++++ DATA FOR THIS EXERCISE ++++
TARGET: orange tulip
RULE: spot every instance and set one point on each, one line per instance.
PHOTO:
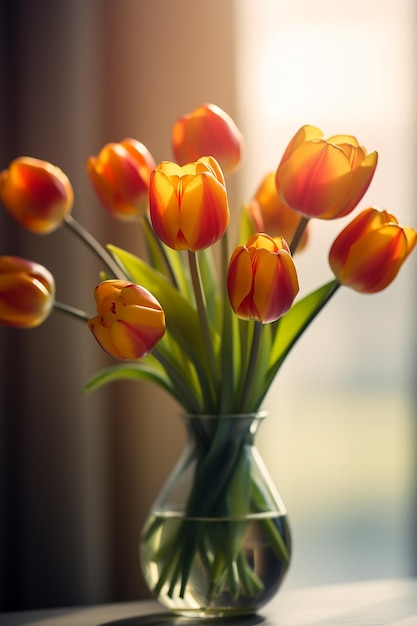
(37, 194)
(188, 205)
(369, 252)
(129, 321)
(120, 177)
(271, 215)
(324, 178)
(262, 280)
(27, 292)
(207, 130)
++++
(WHAT TO DO) Write out every entry again word for word, without any of the pictures.

(EXERCISE ANSWER)
TARGET: orange tulip
RULE: spot every instance and set one point on each, one line per instance.
PHOTO:
(37, 194)
(188, 205)
(369, 252)
(129, 321)
(120, 177)
(271, 215)
(324, 178)
(262, 280)
(27, 292)
(207, 130)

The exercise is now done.